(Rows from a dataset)
--- START ---
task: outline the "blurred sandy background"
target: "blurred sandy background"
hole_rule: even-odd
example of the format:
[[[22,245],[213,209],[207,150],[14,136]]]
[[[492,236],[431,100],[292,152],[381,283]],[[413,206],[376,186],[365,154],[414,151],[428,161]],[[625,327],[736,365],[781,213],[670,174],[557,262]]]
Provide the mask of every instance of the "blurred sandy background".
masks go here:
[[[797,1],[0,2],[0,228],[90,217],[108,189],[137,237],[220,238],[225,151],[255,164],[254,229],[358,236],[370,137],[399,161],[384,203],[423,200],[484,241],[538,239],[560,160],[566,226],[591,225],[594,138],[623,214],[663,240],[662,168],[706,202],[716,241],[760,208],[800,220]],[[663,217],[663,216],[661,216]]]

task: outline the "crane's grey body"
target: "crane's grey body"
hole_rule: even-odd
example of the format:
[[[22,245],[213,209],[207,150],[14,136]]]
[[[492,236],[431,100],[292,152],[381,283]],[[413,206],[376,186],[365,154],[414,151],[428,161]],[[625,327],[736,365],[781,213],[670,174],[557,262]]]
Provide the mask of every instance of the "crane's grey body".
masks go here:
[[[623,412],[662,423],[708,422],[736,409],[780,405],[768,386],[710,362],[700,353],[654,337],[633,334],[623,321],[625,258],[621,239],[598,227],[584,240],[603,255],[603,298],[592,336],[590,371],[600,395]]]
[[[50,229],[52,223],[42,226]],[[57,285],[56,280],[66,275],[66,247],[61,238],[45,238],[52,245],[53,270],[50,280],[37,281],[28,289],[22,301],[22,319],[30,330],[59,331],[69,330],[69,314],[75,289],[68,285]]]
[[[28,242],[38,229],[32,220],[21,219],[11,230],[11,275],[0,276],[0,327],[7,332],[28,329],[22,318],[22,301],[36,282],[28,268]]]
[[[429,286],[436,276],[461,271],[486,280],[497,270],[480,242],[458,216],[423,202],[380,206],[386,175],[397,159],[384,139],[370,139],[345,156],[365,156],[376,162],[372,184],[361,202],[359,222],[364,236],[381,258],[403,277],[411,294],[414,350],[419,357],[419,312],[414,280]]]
--- END ---
How many lines in the entries above contain the string "task", matching case exactly? Reply with the number alone.

2